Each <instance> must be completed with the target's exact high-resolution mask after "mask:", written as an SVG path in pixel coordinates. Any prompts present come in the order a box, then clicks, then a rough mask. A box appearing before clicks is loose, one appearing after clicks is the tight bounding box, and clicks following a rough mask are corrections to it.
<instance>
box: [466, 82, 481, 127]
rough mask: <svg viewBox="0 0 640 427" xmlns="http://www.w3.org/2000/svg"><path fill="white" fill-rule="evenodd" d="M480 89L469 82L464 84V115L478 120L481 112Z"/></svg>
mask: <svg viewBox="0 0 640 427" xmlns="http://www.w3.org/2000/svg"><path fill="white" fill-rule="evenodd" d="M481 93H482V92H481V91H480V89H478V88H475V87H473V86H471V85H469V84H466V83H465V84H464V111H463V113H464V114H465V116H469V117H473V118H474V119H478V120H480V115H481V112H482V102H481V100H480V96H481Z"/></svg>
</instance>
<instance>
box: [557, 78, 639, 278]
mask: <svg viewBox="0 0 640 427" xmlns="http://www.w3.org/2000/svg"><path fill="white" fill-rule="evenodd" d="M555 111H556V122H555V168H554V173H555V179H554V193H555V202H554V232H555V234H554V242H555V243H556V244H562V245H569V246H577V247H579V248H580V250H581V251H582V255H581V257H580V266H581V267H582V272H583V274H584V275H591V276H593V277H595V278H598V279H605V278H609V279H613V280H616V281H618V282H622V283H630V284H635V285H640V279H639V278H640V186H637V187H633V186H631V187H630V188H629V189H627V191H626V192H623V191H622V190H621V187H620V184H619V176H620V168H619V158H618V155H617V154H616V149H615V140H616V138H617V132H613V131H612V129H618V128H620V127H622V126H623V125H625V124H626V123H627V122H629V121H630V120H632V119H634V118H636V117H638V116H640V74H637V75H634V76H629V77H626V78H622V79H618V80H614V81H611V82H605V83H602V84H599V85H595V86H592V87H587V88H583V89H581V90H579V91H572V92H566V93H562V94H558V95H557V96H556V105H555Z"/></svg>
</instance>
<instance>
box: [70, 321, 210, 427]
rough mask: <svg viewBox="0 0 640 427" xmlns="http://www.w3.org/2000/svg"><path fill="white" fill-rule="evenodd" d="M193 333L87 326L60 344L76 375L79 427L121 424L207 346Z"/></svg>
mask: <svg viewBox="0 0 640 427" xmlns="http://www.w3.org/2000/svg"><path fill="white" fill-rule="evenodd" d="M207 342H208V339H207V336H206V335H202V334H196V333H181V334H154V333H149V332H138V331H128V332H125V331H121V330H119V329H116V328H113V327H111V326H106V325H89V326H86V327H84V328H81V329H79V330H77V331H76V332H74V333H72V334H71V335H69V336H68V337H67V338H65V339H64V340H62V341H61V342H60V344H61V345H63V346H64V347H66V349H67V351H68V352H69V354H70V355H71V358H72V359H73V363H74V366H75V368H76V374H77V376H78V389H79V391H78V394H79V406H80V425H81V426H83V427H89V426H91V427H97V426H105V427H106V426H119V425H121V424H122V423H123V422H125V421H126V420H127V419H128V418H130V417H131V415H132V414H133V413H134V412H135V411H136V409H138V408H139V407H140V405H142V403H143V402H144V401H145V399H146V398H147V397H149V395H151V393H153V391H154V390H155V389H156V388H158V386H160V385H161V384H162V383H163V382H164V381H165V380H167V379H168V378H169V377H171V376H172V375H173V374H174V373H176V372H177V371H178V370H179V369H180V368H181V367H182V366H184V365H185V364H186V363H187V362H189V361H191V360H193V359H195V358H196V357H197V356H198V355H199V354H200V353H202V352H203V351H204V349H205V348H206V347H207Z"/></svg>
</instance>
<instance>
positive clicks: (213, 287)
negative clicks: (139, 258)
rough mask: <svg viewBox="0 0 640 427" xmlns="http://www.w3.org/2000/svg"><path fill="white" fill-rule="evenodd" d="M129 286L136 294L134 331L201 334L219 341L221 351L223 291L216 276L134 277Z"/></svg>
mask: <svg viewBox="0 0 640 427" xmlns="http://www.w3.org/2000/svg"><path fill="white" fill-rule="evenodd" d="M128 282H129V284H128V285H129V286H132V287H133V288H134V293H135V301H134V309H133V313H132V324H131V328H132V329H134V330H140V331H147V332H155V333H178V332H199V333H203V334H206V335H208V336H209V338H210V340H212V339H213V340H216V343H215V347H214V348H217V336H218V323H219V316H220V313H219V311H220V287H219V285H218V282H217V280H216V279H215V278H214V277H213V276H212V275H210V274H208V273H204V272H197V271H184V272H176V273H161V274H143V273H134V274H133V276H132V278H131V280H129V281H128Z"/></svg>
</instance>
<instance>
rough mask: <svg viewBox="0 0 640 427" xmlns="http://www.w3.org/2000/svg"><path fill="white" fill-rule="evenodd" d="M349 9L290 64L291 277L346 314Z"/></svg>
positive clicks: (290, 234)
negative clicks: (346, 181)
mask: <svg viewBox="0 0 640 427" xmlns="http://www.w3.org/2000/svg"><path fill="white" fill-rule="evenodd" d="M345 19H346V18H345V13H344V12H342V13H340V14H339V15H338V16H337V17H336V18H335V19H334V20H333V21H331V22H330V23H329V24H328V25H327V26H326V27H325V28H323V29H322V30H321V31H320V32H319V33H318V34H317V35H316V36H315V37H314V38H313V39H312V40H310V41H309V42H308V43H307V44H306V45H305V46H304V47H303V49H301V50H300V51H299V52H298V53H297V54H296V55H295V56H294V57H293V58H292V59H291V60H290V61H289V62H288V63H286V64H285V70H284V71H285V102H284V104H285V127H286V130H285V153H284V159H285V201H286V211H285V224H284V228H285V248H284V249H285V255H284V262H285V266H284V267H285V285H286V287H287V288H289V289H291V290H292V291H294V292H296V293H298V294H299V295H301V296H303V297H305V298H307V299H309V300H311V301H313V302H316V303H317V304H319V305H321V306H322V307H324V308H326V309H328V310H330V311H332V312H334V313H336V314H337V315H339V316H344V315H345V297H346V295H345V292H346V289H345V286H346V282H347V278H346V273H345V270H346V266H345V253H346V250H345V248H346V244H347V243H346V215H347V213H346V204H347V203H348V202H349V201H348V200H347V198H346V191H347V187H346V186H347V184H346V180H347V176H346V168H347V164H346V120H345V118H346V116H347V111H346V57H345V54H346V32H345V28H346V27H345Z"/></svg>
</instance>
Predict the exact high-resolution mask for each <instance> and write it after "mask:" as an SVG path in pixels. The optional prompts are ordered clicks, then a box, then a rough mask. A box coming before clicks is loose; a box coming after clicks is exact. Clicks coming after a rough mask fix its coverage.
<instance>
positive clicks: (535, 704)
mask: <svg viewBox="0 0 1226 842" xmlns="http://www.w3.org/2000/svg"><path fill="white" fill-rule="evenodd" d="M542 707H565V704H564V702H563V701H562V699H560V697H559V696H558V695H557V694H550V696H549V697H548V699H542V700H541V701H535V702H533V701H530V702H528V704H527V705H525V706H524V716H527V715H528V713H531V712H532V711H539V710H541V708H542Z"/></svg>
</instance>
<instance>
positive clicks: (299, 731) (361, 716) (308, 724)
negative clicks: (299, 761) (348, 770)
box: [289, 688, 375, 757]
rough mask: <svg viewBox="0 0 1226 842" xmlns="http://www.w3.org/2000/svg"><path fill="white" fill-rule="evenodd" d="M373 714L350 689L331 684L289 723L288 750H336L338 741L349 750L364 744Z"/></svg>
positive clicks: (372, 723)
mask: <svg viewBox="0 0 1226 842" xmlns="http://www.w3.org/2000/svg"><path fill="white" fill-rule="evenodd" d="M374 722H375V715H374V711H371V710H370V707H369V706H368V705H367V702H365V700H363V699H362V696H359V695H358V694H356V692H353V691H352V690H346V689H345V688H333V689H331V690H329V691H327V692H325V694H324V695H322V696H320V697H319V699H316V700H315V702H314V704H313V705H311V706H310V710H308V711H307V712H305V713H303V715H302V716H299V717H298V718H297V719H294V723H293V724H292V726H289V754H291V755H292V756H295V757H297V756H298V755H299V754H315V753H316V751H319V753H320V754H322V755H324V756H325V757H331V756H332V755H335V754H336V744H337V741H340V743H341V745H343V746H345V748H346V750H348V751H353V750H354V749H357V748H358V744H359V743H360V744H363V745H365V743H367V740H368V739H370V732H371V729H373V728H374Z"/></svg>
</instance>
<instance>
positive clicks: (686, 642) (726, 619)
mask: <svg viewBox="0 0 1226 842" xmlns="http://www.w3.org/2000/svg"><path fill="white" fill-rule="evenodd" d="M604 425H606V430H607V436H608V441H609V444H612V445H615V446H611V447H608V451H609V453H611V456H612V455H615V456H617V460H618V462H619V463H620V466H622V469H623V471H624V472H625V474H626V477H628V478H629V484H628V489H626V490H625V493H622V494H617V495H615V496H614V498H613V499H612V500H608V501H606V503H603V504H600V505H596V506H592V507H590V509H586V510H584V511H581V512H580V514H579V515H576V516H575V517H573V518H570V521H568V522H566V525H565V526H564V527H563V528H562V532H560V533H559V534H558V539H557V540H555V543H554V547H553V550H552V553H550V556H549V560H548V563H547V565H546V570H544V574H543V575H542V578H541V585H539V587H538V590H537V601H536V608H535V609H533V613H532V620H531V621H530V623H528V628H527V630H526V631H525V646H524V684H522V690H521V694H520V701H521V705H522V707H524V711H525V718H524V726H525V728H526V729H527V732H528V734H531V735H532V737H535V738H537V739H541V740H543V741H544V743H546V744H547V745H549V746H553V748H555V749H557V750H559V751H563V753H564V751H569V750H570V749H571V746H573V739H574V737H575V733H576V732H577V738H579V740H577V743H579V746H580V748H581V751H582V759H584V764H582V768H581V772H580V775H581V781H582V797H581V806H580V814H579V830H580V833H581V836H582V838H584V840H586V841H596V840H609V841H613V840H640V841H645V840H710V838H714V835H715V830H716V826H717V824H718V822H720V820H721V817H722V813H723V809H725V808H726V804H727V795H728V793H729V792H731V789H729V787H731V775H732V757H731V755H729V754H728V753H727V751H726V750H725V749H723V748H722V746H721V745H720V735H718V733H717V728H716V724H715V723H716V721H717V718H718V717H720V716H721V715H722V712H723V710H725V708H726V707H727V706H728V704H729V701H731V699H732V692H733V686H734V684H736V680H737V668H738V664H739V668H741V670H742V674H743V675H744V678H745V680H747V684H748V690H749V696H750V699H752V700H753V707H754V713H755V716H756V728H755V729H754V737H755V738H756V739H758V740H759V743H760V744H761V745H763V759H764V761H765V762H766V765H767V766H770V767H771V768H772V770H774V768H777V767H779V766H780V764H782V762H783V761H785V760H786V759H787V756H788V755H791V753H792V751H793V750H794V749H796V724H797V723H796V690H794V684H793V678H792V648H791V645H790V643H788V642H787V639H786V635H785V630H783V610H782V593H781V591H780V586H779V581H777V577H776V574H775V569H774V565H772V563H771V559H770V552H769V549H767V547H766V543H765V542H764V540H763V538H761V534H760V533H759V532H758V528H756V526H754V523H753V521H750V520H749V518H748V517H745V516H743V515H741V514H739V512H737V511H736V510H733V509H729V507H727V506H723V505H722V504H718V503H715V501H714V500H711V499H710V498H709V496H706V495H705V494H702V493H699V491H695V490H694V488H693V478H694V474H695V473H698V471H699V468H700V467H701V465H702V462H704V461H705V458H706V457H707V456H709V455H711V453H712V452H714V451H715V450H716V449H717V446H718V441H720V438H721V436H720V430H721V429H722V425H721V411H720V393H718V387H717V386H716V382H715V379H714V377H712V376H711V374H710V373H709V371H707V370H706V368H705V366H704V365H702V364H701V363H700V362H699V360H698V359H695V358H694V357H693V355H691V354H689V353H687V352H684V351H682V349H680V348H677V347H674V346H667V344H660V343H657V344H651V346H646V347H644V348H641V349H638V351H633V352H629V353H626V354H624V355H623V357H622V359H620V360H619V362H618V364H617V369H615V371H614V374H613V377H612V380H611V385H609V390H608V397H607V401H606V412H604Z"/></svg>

┄┄┄┄┄┄┄┄┄┄

**YOUR OBJECTIVE**
How many lines of the material contain the word "exact"? Reply with the number alone.

**RESULT OF THE TASK**
2